(The task):
Using the entries that follow, report the number of lines that include the string "target", without any other text.

Collected data:
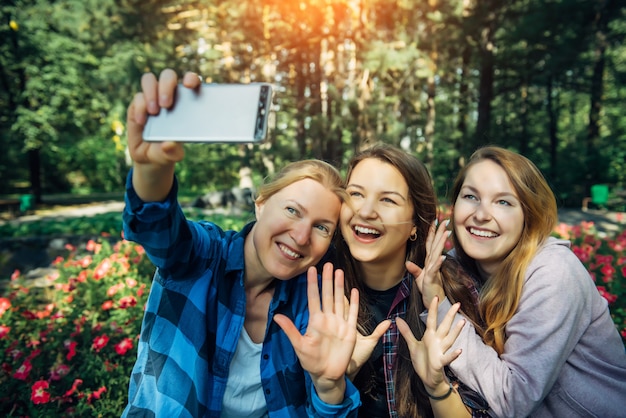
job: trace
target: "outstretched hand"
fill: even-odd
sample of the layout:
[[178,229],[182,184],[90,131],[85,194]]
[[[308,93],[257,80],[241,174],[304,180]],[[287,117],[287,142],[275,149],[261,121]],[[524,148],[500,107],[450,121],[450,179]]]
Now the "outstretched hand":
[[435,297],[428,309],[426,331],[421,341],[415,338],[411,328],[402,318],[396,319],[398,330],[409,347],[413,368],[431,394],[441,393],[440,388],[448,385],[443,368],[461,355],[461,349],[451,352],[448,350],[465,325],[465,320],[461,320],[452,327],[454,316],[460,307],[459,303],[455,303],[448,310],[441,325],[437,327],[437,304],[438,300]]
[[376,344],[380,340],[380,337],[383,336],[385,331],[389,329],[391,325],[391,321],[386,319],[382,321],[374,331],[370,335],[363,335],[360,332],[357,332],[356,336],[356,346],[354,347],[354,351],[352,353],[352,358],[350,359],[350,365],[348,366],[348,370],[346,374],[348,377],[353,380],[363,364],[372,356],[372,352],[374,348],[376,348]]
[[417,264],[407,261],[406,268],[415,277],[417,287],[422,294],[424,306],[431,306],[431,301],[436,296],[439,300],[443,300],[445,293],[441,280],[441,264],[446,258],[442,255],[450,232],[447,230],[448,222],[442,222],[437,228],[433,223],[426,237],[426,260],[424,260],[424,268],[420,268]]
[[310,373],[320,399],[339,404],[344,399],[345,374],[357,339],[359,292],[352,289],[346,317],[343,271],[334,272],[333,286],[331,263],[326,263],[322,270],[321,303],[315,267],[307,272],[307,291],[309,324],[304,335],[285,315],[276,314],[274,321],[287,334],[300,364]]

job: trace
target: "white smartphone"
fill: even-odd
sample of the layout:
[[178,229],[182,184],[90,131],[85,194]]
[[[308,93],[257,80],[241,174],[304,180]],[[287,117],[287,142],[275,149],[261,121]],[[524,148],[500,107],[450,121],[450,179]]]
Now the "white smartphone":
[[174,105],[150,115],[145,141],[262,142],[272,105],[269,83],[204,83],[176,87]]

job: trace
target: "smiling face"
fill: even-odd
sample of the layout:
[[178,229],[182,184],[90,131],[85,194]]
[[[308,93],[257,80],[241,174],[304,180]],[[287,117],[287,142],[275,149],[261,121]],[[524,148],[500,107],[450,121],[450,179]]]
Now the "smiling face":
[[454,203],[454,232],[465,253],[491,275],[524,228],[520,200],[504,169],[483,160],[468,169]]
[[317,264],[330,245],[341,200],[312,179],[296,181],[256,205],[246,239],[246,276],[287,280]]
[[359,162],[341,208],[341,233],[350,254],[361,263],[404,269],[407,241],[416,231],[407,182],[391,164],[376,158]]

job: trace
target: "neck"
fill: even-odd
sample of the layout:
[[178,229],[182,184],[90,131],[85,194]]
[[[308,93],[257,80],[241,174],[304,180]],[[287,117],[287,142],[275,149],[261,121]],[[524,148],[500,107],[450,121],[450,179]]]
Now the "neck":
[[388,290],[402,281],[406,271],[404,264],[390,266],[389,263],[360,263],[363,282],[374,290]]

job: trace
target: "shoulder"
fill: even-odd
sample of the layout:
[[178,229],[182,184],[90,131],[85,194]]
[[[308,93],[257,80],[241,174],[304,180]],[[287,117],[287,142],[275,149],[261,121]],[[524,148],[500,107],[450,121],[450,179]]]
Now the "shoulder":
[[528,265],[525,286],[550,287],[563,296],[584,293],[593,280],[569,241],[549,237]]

--

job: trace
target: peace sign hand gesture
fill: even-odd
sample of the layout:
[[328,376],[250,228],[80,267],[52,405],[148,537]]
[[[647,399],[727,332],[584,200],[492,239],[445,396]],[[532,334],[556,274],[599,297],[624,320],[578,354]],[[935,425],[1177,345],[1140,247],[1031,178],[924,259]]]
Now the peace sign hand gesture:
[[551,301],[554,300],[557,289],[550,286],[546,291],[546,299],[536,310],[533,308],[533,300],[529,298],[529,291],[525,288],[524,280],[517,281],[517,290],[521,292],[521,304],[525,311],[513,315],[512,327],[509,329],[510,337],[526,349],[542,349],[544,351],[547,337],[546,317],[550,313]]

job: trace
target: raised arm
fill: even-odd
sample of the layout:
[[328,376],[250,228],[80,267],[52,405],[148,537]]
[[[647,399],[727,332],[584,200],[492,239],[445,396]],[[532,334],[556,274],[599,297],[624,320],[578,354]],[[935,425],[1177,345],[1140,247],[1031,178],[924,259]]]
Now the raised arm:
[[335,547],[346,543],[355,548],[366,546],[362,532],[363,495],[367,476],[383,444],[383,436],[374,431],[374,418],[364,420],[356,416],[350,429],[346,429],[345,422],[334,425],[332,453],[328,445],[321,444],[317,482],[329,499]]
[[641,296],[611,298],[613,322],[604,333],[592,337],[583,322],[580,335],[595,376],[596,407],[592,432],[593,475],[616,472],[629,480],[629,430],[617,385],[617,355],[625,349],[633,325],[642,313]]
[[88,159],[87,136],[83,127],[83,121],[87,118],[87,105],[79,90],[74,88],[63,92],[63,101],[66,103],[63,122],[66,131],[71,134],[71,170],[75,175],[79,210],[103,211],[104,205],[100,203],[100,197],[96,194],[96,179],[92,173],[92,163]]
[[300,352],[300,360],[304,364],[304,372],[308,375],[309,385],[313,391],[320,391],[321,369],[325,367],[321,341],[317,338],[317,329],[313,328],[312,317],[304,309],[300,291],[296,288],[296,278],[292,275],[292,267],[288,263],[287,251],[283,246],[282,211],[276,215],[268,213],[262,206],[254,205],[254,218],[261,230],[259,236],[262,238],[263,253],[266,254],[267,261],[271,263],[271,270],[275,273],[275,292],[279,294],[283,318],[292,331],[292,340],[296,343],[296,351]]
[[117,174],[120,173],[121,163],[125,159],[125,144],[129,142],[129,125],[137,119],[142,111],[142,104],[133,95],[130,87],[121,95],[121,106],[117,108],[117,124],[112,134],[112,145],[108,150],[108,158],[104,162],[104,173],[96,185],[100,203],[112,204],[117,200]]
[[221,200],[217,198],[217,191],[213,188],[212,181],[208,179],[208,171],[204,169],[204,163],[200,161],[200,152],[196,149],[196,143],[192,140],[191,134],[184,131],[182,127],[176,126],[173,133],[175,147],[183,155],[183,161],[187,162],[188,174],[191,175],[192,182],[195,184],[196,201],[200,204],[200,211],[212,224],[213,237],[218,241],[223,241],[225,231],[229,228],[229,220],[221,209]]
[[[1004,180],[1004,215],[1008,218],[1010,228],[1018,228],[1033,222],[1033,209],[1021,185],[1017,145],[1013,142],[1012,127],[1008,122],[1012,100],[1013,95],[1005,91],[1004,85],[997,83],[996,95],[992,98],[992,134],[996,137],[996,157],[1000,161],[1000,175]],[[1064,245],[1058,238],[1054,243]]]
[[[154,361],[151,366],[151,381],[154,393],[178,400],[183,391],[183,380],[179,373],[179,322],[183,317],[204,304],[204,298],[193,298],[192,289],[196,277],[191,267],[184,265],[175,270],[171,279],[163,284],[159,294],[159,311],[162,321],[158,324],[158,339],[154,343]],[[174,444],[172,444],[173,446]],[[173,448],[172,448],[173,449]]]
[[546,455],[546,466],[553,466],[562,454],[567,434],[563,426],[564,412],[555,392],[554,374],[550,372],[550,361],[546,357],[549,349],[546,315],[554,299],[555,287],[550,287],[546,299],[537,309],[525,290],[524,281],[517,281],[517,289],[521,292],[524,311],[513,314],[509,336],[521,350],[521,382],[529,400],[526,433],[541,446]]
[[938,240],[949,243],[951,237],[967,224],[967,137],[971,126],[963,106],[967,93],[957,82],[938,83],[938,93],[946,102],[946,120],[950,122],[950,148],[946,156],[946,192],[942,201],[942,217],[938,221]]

==

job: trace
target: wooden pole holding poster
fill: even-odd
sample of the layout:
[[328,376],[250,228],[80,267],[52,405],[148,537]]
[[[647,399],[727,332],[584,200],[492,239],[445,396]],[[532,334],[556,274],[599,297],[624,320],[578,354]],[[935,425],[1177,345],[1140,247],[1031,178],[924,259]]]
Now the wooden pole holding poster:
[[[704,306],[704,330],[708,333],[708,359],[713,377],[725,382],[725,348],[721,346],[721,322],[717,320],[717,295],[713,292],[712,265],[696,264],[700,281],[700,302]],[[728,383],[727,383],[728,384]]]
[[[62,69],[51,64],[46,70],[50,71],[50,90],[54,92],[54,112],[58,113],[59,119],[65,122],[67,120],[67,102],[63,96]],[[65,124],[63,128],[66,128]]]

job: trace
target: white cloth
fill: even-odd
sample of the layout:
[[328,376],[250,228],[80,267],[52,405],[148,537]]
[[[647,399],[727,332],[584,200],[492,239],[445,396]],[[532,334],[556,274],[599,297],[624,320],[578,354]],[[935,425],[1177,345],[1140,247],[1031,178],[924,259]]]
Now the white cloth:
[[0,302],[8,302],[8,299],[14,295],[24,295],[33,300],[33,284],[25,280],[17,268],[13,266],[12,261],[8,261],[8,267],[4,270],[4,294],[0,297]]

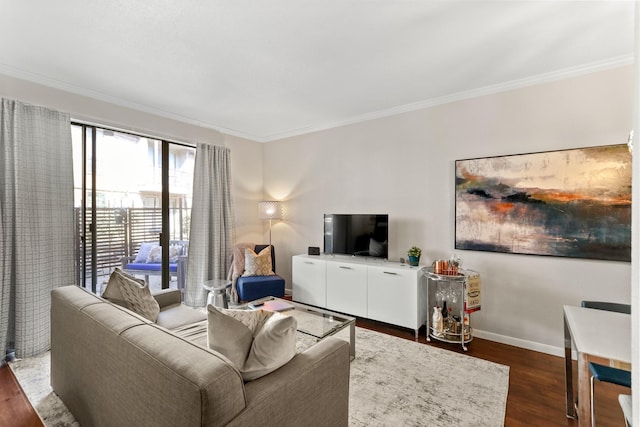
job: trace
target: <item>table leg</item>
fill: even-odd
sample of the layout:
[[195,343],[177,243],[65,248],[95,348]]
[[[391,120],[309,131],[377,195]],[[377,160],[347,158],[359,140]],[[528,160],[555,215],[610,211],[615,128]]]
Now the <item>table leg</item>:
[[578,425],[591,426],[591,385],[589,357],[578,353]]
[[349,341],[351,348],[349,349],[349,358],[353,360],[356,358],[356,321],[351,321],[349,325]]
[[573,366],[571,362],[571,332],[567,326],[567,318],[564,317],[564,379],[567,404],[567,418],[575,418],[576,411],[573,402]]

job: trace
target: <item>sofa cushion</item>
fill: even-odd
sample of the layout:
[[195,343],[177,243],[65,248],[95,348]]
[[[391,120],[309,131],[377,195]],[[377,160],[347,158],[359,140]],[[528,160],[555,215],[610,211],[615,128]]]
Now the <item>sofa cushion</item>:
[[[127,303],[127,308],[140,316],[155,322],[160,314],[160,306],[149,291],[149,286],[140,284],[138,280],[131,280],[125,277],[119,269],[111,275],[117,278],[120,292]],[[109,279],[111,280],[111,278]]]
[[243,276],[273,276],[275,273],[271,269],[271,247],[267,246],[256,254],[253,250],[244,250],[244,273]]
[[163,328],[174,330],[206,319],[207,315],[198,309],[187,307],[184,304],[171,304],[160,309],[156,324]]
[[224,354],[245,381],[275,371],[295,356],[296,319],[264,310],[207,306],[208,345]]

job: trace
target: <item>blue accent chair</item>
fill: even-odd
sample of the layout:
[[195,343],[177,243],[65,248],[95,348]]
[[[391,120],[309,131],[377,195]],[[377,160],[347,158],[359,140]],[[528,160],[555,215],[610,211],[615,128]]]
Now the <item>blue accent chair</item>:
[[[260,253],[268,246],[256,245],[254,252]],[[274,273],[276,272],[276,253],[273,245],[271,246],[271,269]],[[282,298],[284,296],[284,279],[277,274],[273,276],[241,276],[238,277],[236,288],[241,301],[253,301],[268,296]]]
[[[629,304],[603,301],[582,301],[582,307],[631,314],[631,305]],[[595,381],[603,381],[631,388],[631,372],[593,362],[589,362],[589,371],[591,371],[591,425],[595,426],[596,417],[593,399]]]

(Solution for this problem):
12